Could you format the listing below as a numbered list, leaving out any blank lines?

▸ **Records**:

□ □ □ □

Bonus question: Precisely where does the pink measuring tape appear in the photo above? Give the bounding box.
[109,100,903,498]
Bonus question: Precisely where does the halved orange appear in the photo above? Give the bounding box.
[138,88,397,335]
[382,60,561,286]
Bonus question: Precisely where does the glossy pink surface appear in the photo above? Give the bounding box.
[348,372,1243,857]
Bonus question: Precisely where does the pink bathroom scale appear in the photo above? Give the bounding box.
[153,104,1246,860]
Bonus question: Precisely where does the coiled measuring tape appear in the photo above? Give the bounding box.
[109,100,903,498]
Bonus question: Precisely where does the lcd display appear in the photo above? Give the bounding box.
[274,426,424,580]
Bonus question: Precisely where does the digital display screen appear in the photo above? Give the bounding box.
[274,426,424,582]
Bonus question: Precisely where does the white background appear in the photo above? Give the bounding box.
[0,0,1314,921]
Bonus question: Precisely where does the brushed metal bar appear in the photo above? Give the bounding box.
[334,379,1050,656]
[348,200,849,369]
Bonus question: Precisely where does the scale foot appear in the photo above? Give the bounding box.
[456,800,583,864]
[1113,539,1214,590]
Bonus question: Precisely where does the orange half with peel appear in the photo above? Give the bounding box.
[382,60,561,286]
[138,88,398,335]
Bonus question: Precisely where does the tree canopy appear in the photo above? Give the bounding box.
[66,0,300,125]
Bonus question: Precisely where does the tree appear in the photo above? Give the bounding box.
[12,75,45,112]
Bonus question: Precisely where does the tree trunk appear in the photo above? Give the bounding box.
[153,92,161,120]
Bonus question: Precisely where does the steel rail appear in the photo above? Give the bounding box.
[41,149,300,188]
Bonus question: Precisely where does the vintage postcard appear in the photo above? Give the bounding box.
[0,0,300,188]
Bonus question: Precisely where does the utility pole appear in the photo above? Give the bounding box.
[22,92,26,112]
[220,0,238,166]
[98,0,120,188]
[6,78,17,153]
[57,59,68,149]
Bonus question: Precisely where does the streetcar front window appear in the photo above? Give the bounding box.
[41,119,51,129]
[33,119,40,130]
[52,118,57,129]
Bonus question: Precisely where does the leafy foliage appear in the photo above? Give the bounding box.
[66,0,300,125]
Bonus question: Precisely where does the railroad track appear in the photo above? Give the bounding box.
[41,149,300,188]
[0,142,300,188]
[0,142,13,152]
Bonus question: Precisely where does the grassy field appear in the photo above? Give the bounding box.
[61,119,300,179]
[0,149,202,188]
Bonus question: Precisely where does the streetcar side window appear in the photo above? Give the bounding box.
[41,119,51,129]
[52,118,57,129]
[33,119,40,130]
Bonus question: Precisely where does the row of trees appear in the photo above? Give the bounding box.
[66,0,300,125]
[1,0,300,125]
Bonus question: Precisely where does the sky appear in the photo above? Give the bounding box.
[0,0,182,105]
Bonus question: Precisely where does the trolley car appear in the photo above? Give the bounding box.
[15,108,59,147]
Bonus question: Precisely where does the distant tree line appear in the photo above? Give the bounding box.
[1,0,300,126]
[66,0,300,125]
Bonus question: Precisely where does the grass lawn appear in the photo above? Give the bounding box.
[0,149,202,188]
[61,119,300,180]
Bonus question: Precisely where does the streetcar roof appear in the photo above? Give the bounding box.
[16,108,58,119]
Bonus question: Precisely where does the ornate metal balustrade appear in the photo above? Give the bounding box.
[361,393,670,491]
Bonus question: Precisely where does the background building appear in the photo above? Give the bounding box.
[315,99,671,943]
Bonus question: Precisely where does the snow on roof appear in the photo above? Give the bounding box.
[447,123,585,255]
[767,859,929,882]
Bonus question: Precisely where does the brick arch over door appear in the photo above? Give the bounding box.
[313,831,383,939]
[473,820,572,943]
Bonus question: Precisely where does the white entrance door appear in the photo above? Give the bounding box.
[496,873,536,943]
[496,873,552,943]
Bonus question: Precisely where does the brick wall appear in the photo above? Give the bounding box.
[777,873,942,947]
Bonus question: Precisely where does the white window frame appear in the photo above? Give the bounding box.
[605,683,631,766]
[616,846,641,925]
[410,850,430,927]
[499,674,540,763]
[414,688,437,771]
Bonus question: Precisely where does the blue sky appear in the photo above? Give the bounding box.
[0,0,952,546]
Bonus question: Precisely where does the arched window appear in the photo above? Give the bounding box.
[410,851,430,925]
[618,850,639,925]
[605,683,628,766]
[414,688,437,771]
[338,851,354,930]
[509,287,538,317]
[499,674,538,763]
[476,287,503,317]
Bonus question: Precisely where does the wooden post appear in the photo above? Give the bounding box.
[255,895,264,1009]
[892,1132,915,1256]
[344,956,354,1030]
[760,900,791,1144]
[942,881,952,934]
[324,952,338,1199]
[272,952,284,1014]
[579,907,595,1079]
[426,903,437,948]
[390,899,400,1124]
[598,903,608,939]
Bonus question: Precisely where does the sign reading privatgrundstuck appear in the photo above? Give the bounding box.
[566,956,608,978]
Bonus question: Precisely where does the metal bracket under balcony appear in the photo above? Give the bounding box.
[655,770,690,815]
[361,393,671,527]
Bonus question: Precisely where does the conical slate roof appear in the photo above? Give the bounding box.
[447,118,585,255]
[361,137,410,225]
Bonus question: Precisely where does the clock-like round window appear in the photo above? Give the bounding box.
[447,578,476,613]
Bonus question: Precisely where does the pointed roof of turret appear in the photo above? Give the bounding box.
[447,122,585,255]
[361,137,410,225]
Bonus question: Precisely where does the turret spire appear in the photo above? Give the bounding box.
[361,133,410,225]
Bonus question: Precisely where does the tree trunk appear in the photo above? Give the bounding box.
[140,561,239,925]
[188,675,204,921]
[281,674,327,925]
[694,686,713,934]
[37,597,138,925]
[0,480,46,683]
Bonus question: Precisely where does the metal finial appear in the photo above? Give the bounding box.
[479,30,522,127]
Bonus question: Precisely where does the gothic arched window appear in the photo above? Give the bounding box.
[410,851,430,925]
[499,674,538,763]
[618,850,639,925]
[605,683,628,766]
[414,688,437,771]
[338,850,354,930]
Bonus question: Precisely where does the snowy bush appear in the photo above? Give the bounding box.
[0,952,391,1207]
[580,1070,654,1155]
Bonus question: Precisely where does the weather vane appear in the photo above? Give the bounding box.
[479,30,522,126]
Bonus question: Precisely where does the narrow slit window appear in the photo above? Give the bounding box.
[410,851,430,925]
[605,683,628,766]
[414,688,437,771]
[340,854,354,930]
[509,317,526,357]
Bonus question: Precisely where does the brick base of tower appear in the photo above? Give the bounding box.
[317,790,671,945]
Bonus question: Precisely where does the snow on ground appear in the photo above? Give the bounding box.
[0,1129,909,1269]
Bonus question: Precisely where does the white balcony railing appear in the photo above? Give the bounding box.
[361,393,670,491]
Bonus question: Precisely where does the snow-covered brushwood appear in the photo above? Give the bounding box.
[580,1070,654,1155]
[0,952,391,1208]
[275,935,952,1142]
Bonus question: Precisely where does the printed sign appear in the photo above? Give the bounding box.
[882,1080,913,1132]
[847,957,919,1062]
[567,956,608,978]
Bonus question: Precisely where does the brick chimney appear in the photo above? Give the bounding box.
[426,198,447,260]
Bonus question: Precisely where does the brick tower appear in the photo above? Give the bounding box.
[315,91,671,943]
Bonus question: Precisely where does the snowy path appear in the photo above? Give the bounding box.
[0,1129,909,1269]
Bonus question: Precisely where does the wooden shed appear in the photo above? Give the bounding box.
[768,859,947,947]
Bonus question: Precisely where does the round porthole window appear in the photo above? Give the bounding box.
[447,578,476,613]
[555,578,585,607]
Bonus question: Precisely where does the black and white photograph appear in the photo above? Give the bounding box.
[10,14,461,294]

□ □ □ □

▸ **Expected answer**:
1. Bonus question: Precisely where does the pink measuring tape appear in the photo above? Give the bounding box.
2. [109,100,903,498]
3. Bonus question: Precisely where does the halved orange appear in the photo above? Give the bounding box.
4. [138,88,397,335]
5. [382,60,561,286]
6. Bonus question: Precisely where does the glossy pink surface appear in the photo above? Give the bounding box.
7. [348,372,1243,857]
8. Bonus question: Precisely where does the pink bathroom scale appear in the photo above? Give the bounding box.
9. [153,104,1246,860]
10. Bonus question: Precisely where does the coiled measuring tape appear in the photo above? Give the bounding box.
11. [109,100,903,498]
12. Bonus question: Precisely where does the lcd display appear in the photo above? Give the bounding box.
13. [274,426,424,580]
14. Bonus question: Precisely where does the digital display screen appear in the photo above? Give the bounding box.
15. [274,426,424,582]
16. Bonus question: Precisely where does the white background appear in the photo above? Give the bounding box.
17. [0,0,1314,921]
18. Bonus question: Precisely where does the brushed metal bar appear in the photo above? Give the bounding box.
19. [334,379,1050,656]
20. [348,200,849,369]
21. Bonus question: Precisely where does the scale foot appear in the photo above? Give the bounding box.
22. [456,800,583,864]
23. [1113,539,1214,590]
24. Bonus question: Precisely where does the orange half with peel appear in the photo above? Give the bounding box.
25. [382,60,561,286]
26. [138,88,398,335]
27. Bonus question: Precisely where does the tree canopy appear in the photo above? Give the bounding box.
28. [66,0,300,125]
29. Bonus question: Precisely where does the tree appear in the photo above? Give the bounding box.
30. [12,75,45,112]
31. Bonus question: Precisely where does the tree trunk appear in the photo above? Give the bounding box.
32. [153,92,161,120]
33. Bonus question: Precisely where does the steel rail appear in the photo above? Give the bounding box.
34. [41,149,300,188]
35. Bonus question: Precisely where does the vintage postcard appear in the photo above? Give the bounding box.
36. [0,0,300,188]
37. Bonus question: Precisely where does the utility pole appear in the photo above? Give the bounding box.
38. [22,92,26,112]
39. [220,0,238,166]
40. [98,0,120,188]
41. [6,78,17,153]
42. [57,59,68,149]
43. Bonus question: Precisely where does the streetcar front window appear in the photo above? Give the bounding box.
44. [41,119,51,129]
45. [33,119,40,130]
46. [52,118,57,129]
47. Bonus question: Precisely where does the leafy foliage appear in the photo above? Give the bounding box.
48. [66,0,300,125]
49. Bonus question: Precisely where does the railroad track appear in the photo above? Give the bounding box.
50. [41,149,300,188]
51. [0,142,300,188]
52. [0,142,13,152]
53. Bonus question: Precisely where does the grassy field appear in the photo above? Give the bounding box.
54. [61,119,300,179]
55. [0,149,202,188]
56. Bonus question: Precisely where does the streetcar side window appear in the photo above? Give the bounding box.
57. [41,119,51,129]
58. [52,118,57,129]
59. [33,119,40,130]
60. Bonus question: Precisely where does the row of trees appear in the photo above? Give the bounding box.
61. [66,0,300,125]
62. [1,0,300,125]
63. Bonus question: Precisely where does the sky appear in the photo above? Give the bounding box.
64. [0,0,182,105]
65. Bonus question: Precisely where does the trolley car appear in the photo above? Give the bounding box.
66. [15,108,59,147]
67. Bonus question: Precisely where does the distant tree line appear in the photo above? Give the bounding box.
68. [1,0,300,126]
69. [66,0,300,125]
70. Bonus question: Precisely where does the grass lawn appear in the photo above? Give the bounding box.
71. [0,149,202,188]
72. [61,119,300,180]
73. Bonus question: Precisely where does the streetcar roof appear in the photo above? Give the bounding box.
74. [16,108,58,119]
75. Bonus question: Precisely where does the ornate metal balustrade appear in the photo above? Give the bounding box.
76. [361,393,670,491]
77. Bonus question: Precisely where does the background building appear in the photo above? Give the bounding box.
78. [315,99,671,943]
79. Bonus question: Precisely where does the snow on roof appear in the photo above? Give the bounding box.
80. [447,123,585,255]
81. [767,859,929,882]
82. Bonus question: Precisely where does the brick arch over door appear in the photo above? Give the bounding box.
83. [313,831,383,939]
84. [473,820,572,943]
85. Bonus question: Precisely where does the white entrance door appear in the photo above? Give the bounding box.
86. [496,873,536,943]
87. [496,873,552,943]
88. Bonus question: Precisely where does the brick wall appear in the photo above? Give the bounding box.
89. [777,873,942,947]
90. Bonus question: Precisely where does the white window frame appear in the photo above? Give the bounding box.
91. [605,683,631,766]
92. [616,846,641,925]
93. [410,850,430,927]
94. [499,674,540,763]
95. [414,688,437,771]
96. Bonus question: Precisely where does the blue sky appear in the photo above? Give the bounding box.
97. [0,0,952,546]
98. Bonus question: Precisely where does the arched window appear in the photo above? Give the bounding box.
99. [410,851,430,925]
100. [618,850,639,925]
101. [605,683,628,766]
102. [414,688,437,771]
103. [338,851,354,930]
104. [509,287,538,317]
105. [499,674,538,763]
106. [476,287,503,317]
107. Bonus question: Precisely where does the wooden post appear in the photo above? Give the bounding box.
108. [255,895,264,1009]
109. [892,1132,915,1256]
110. [344,956,354,1030]
111. [760,900,791,1144]
112. [942,881,952,934]
113. [324,952,338,1199]
114. [272,952,284,1014]
115. [579,907,595,1079]
116. [426,903,437,948]
117. [390,899,400,1124]
118. [598,903,608,939]
119. Bonus question: Precisely where does the sign reading privatgrundstuck appear in the photo above? Give the bounding box.
120. [566,956,608,978]
121. Bonus question: Precisely where does the metal bracket under balcony appear in the photo above? Give the bounding box.
122. [655,770,690,815]
123. [361,393,671,527]
124. Bonus question: Precisely where does the conical slate roof appear in the photo above? Give the bounding box.
125. [447,118,585,255]
126. [361,137,410,225]
127. Bonus question: Precisely where does the clock-like round window appear in the photo above? Give the bounding box.
128. [447,578,476,613]
129. Bonus question: Precisely where does the pointed roof of turret appear in the photo above? Give the bounding box.
130. [447,122,585,255]
131. [361,137,410,225]
132. Bonus question: Precisely where does the turret spire appear in the photo above? Give the bounding box.
133. [361,133,410,225]
134. Bonus question: Precisely where does the tree trunk appear in the photo above? Give the bounding box.
135. [140,561,239,925]
136. [188,675,204,921]
137. [281,674,327,925]
138. [694,686,713,934]
139. [37,597,138,925]
140. [0,480,46,683]
141. Bonus question: Precisely where does the metal finial appear in the photo above? Give the bounding box.
142. [479,30,522,127]
143. Bonus question: Precisely where does the gothic arched window appear in the photo above? Give the bounding box.
144. [410,851,430,925]
145. [499,674,538,763]
146. [618,850,639,925]
147. [605,683,628,766]
148. [414,688,437,771]
149. [338,850,354,930]
150. Bonus question: Precisely where does the snowy bush appear in the photo above? Give the bounding box.
151. [0,952,391,1207]
152. [580,1070,654,1155]
153. Bonus question: Precisely where does the weather vane appear in the photo above? Give the bounding box.
154. [479,30,522,126]
155. Bonus question: Precisely where does the narrow slit window appear in the photo above? Give the bounding box.
156. [410,851,430,925]
157. [605,683,628,766]
158. [414,688,437,771]
159. [340,854,354,930]
160. [509,317,526,357]
161. Bonus question: Precisely where does the brick base of tower appear in the photo above? Give the bounding box.
162. [317,790,671,945]
163. Bonus question: Precisely where does the snow on ground appear in the photo above? Give the bounding box.
164. [0,1129,909,1269]
165. Bonus question: Precisely where does the white balcony railing appear in the photo above? Give the bounding box.
166. [361,393,670,491]
167. Bonus question: Precisely where does the snow-covered brushwood appear in the photo above? Give the bounding box.
168. [580,1070,654,1155]
169. [0,952,391,1208]
170. [275,935,952,1142]
171. Bonus question: Precisely where does the printed sign appear in the photo above? Give the bounding box.
172. [882,1080,913,1132]
173. [847,957,919,1062]
174. [567,956,608,978]
175. Bonus question: Precisely where does the brick chimney appear in the photo above? Give the bounding box.
176. [426,198,447,260]
177. Bonus question: Precisely where does the brick tower appear in the photo above? Give the bounding box.
178. [315,91,671,943]
179. Bonus question: Precisely where does the snowy path appear in the photo above? Give the bounding box.
180. [0,1129,909,1269]
181. Bonus question: Precisely where does the wooden shed appear in the photo above? Give the bounding box.
182. [768,859,947,947]
183. Bonus question: Precisely where does the round porthole window appear in the photo above? Give the bounding box.
184. [447,578,476,613]
185. [555,578,585,607]
186. Bonus question: Precisely where does the black and white photograph appear in the photo above? Give the bounding box.
187. [10,14,461,294]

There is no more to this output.